Dataset records:
----------
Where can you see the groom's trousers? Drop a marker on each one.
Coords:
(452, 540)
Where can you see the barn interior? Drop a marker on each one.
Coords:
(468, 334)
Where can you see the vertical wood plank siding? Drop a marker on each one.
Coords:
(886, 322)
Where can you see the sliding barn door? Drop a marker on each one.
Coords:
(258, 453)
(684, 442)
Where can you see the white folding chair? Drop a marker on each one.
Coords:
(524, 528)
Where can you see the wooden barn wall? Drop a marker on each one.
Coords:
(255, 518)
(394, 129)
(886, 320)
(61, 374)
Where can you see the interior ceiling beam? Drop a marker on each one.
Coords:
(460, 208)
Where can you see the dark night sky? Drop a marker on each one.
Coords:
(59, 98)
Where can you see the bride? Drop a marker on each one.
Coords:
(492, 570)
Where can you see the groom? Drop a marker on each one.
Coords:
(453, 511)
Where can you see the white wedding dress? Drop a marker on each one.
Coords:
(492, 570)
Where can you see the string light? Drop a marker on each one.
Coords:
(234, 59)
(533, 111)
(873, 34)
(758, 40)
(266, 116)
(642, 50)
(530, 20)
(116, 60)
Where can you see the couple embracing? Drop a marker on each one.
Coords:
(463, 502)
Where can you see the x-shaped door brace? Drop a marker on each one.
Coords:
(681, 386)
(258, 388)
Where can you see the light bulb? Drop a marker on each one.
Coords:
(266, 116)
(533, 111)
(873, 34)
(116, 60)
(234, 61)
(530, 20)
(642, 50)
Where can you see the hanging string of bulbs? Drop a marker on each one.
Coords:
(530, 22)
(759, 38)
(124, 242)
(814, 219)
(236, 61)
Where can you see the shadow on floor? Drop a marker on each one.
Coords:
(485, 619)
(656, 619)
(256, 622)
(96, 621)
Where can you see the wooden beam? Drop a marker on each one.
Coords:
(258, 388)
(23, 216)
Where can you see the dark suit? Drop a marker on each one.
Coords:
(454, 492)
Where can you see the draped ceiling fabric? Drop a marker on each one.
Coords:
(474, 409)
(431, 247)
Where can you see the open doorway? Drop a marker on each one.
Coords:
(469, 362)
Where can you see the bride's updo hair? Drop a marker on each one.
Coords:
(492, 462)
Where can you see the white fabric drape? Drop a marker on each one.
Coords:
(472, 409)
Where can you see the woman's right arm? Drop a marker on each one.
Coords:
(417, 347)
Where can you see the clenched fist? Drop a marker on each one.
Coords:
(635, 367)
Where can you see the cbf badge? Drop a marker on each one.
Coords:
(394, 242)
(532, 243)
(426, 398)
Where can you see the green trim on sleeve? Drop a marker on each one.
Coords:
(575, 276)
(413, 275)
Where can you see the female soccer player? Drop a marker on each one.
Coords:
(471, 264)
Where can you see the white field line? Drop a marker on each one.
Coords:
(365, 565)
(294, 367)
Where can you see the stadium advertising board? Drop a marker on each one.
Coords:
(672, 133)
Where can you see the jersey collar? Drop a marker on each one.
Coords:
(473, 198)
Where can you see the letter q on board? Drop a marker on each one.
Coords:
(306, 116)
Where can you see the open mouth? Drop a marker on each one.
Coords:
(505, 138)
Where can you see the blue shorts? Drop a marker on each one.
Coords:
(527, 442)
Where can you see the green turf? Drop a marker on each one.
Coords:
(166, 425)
----------
Required action: Please return every line from the material above where the string "wooden" occurs.

Solution to this problem:
Where can you see the wooden barn wall? Drop a marker on each one.
Where can you see the wooden beam? Drop a marker on each one.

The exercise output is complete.